§ Extract provided:

The Duke of Sussex Prince Harry, in a new documentary series on mental health, was seen undergoing a form of therapy known as EMDR or eye movement desensitisation and reprocessing, to treat some unresolved anxiety and other issues associated with the death of his mother, Princess Diana of Wales.
Diana had died in a car accident in 1997, at the age of 36, when Harry was only 12. Many years later, he has found it hard to move on from the impact that it created in his life. Continued scrutiny of his family by UK tabloids has only worsened the condition, Harry claims.
The duke allowed cameras into his therapy session, in an attempt to de-stigmatise seeking help for mental health issues.
In order to understand more about EMDR, indianexpress.com reached out to Dr Prerna Kohli, a clinical psychologist, author, and founder of MindTribe.in, who has also been an advisor to the National Commission for Protection of Child Rights (NCPCR), and is a member of the Niti Aayog Nutrition Committee.
She said this technique is popularly used as an alternative form of therapy for patients with post-traumatic stress disorder (PTSD). It is different from traditional talk therapy and was developed by psychologist Francine Shapiro in 1989.
“The technique is based on the premise that if one recalls the past traumatic event while focusing on an external stimulus, it would cause bilateral eye movement. This, in turn, will reduce the impact of the traumatic memory and weaken the feelings, emotions and negative beliefs generated by the event,” she said, adding, “When people suffer from PTSD, they get flashbacks and nightmares. These are recurrent and highly distressing, but also a sign their bodies have not processed the trauma. Their minds keep reliving the event over and over. This causes negative beliefs related to self, impacts social, emotional and psychological well-being.”

§ Work request: Please reproduce the EMDR article between "In order to" and "Shapiro in 1989.", inclusive, replacing "talk therapy" with "conversation therapy".

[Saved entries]
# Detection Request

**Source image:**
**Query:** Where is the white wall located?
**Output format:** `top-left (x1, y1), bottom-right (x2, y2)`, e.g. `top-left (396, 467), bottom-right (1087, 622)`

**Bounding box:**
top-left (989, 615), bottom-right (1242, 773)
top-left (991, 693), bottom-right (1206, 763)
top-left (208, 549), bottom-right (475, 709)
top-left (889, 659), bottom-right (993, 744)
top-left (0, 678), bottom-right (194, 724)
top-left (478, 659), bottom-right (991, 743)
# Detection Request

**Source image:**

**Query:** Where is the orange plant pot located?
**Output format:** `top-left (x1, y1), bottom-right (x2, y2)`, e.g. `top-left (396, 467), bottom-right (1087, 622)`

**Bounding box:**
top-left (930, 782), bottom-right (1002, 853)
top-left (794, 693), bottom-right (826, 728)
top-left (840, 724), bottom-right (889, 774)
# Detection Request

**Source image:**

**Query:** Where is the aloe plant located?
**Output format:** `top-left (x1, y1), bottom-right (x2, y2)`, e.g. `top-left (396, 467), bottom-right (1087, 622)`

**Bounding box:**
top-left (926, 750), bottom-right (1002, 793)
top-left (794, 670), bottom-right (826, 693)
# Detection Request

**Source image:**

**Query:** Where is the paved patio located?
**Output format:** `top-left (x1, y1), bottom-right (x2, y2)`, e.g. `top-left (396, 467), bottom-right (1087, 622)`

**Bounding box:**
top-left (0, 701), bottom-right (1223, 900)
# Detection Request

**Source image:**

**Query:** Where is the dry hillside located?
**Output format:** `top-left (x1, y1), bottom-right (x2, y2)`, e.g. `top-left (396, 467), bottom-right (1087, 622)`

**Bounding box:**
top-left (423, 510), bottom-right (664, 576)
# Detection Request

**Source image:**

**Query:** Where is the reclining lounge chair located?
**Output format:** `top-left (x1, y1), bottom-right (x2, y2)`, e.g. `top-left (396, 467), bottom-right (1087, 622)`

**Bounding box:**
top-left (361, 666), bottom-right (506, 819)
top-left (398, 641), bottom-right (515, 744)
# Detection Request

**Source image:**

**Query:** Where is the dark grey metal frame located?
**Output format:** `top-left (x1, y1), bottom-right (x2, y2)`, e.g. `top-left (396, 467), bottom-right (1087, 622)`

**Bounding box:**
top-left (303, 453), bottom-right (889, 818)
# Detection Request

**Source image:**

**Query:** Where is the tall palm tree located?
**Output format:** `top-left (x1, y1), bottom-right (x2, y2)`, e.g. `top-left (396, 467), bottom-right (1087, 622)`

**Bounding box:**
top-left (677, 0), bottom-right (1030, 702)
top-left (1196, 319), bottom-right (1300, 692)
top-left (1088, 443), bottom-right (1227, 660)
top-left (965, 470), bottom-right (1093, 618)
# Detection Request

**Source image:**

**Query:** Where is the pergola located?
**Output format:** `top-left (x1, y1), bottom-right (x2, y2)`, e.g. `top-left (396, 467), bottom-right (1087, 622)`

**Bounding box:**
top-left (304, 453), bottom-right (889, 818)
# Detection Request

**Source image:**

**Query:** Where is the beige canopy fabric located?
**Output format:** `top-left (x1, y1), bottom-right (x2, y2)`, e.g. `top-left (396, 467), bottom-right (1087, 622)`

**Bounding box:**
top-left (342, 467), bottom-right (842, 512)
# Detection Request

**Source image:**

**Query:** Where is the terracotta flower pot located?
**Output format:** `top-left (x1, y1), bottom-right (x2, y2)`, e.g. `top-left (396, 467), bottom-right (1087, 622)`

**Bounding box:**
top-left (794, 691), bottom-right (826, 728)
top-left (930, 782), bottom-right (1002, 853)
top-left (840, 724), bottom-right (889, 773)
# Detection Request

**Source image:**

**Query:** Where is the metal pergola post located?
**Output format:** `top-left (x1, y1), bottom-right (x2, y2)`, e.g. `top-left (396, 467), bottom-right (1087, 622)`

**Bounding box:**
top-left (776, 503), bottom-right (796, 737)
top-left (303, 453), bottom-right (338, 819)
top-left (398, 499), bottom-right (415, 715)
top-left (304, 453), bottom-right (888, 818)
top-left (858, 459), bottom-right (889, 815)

§ Exercise result:
In order to understand more about EMDR, indianexpress.com reached out to Dr Prerna Kohli, a clinical psychologist, author, and founder of MindTribe.in, who has also been an advisor to the National Commission for Protection of Child Rights (NCPCR), and is a member of the Niti Aayog Nutrition Committee.
She said this technique is popularly used as an alternative form of therapy for patients with post-traumatic stress disorder (PTSD). It is different from traditional conversation therapy and was developed by psychologist Francine Shapiro in 1989.